Given instruction 1 —
Please copy the rows below that set up the rock cliff face outline, reproducing each one word for word.

Passage to read —

* start *

INTRODUCTION: We are in the middle of our message series on The Ten Commandments for Today, and this morning we come to the fourth commandment, “Remember the Sabbath.”

Exodus 20:8-11 – 8 “Remember the Sabbath day by keeping it holy. 9 Six days you shall labor and do all your work, 10 but the seventh day is a Sabbath to the LORD your God. On it you shall not do any work, neither you, nor your son or daughter, nor your manservant or maidservant, nor your animals, nor the alien within your gates. 11 For in six days the LORD made the heavens and the earth, the sea, and all that is in them, but he rested on the seventh day. Therefore the LORD blessed the Sabbath day and made it holy.” (NIV)

“Remember the Sabbath day.” It seems like a simple enough command, and yet it raises all sorts of questions for people today, such as: “Wasn’t the Sabbath just for the Jews? What if I have to work on Sundays? Which day is the Sabbath, Saturday or Sunday? Aren’t we under grace, not law? Why did God put this commandment in the Ten Commandments anyways?”

Another interesting question that relates to all this is where did we get the week anyways? Think about it – the year, the month and the day are all based on the movements of the sun, the earth and the moon. Hours, minutes and seconds are simply divisions of the day. But the week is an expansion of days. It does not divide evenly into the months or the year. The only real explanation we have for the week is divine revelation. God gave us the week along with creation, and he brought order to our lives through the Sabbath.

* end *

Provided information —
* start *

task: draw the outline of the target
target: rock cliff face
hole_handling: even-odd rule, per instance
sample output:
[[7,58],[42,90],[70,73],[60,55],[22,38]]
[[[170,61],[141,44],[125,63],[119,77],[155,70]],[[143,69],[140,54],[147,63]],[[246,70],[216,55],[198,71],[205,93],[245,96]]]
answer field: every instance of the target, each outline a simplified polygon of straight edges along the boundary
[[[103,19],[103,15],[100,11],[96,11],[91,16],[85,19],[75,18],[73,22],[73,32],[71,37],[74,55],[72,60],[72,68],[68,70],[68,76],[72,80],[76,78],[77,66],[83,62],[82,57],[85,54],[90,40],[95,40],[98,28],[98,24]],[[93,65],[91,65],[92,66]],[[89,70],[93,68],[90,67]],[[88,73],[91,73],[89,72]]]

* end *

Given instruction 2 —
Answer these questions from the Sabbath sermon excerpt above:
(a) Which commandment does the series come to this morning?
(b) According to the quoted Exodus passage, on how many days shall you labor and do all your work?
(c) Hours, minutes and seconds are divisions of the day, but what does the excerpt call the week?

Complete response 1 —
task: draw the outline of the target
target: rock cliff face
hole_handling: even-odd rule, per instance
sample output:
[[7,58],[42,90],[70,73],[60,55],[22,38]]
[[[170,61],[141,44],[125,63],[119,77],[155,70]],[[143,69],[140,54],[147,63]],[[246,70],[216,55],[198,71],[205,93],[245,96]]]
answer field: every instance of the target, each outline a simplified polygon of straight edges along the boundary
[[[103,19],[103,15],[100,11],[96,11],[91,16],[85,19],[75,18],[73,22],[73,32],[71,37],[74,55],[72,60],[72,68],[68,70],[68,76],[72,80],[76,78],[77,66],[83,62],[82,57],[85,54],[90,40],[95,40],[98,28],[98,24]],[[93,65],[91,65],[92,66]],[[89,70],[93,68],[90,67]],[[88,73],[91,73],[89,72]]]

Complete response 2 —
(a) The fourth commandment, "Remember the Sabbath."
(b) Six days.
(c) An expansion of days.